DIRECTIONS:
Lay out as a numbered list the lines below, from the line containing "Would you be able to indicate the player's hand" through the end of the records, leaving out any blank lines.

RECORDS FOR THE TASK:
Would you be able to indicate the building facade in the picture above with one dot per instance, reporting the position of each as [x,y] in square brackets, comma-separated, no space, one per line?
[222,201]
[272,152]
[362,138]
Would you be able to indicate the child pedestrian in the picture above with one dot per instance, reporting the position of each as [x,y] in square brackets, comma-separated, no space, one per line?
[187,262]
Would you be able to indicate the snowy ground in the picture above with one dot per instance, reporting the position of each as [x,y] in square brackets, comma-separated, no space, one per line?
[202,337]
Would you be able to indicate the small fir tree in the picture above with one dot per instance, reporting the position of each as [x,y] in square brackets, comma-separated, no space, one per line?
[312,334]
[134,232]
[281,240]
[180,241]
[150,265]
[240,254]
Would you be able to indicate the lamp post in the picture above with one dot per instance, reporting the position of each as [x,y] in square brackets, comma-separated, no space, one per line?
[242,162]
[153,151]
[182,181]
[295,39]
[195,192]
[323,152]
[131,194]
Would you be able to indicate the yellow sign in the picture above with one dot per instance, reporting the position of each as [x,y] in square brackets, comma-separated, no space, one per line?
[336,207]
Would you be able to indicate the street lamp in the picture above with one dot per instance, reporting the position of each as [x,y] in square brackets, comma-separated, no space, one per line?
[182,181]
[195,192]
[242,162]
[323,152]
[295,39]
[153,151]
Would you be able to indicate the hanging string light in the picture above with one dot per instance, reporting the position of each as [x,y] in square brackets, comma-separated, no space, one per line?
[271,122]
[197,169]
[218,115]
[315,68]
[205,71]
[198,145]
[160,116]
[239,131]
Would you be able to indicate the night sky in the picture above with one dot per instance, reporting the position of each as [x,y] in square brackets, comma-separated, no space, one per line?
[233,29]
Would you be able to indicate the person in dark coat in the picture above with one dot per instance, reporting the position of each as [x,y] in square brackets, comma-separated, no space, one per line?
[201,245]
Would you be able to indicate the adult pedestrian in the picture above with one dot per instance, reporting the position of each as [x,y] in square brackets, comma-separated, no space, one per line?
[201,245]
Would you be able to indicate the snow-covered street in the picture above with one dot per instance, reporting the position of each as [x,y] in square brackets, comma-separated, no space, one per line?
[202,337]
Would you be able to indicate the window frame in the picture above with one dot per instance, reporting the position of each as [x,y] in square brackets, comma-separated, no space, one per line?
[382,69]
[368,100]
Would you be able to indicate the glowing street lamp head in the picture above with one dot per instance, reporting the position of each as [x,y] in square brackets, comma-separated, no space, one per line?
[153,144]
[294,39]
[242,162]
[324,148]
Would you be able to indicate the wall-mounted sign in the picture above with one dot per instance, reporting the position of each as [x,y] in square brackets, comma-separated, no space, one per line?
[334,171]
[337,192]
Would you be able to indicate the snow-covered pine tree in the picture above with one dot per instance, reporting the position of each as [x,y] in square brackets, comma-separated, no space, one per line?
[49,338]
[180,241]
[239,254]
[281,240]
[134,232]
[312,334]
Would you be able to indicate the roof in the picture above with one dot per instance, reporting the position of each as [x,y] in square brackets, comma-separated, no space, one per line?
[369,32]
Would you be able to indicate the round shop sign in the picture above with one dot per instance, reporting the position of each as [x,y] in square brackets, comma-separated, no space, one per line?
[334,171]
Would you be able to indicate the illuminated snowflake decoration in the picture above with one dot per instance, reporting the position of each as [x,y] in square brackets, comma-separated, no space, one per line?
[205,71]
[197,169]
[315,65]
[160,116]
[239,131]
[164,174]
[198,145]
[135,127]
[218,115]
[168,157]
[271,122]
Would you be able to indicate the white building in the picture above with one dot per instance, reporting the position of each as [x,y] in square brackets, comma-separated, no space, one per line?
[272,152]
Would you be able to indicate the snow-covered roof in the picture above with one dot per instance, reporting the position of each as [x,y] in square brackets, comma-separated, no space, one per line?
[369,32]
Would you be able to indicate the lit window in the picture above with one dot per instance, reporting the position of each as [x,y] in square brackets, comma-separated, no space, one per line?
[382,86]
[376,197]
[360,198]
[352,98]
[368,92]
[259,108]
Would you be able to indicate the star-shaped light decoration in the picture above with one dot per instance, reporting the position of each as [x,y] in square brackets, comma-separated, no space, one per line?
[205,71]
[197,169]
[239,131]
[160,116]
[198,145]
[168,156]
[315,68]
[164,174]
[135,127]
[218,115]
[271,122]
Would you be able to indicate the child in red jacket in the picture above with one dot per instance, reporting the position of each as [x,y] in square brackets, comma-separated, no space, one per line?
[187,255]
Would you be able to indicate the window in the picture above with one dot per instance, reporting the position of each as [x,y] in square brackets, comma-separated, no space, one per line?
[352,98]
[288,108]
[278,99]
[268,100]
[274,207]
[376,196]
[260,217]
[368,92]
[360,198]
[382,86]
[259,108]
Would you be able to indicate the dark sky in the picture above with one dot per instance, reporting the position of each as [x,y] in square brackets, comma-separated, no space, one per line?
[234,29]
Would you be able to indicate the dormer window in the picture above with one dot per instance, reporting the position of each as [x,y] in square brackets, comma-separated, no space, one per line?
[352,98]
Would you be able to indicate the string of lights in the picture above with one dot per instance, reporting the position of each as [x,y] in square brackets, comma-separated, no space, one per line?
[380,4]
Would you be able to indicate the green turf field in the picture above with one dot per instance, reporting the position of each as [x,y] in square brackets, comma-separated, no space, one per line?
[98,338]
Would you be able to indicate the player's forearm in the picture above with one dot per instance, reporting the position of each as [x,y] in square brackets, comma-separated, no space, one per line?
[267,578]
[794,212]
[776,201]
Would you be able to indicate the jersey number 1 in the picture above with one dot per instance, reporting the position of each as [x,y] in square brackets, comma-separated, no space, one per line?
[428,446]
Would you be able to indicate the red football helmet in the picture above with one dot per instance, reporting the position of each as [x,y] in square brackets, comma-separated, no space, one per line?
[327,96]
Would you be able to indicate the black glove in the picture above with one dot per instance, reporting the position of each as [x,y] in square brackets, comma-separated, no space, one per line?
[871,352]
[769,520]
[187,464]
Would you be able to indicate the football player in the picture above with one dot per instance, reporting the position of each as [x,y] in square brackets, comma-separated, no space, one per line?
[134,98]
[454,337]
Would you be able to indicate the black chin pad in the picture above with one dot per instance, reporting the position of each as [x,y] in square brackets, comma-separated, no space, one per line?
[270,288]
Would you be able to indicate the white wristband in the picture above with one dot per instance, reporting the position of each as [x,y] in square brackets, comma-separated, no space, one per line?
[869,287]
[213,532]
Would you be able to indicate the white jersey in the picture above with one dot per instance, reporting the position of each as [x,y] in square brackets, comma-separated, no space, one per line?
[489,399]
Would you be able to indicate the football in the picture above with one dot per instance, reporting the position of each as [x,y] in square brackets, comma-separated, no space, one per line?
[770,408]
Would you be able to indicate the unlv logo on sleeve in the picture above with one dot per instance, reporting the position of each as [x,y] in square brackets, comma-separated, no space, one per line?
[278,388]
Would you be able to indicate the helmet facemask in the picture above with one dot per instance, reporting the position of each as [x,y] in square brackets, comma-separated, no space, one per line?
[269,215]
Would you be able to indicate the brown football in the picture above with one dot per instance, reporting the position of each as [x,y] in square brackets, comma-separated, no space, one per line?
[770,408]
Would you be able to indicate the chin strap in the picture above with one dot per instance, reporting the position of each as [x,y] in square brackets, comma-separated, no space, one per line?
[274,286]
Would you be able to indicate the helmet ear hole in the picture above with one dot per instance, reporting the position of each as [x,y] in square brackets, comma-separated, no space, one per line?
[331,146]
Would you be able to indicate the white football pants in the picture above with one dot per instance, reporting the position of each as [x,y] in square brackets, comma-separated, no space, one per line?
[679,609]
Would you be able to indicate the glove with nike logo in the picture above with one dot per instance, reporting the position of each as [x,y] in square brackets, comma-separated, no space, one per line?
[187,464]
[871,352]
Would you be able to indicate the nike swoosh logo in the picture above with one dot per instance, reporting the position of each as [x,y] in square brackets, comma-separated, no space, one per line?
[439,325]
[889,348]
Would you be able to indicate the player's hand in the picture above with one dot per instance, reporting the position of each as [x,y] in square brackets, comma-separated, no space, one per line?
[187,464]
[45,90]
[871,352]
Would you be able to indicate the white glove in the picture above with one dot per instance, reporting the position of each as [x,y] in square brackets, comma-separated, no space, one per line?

EXERCISE RESULT:
1. Would you be able to indicate the player's hand in the picture above with one dot per instance, reporting the position of each as [x,y] in square brackets, comma-separated, no space, one per line?
2. [187,464]
3. [45,90]
4. [871,352]
5. Would you be able to indicate the white glove in the picture above with one dot per instance, reporting the position of each as [x,y] in square brackets, comma-separated, no space, one per line?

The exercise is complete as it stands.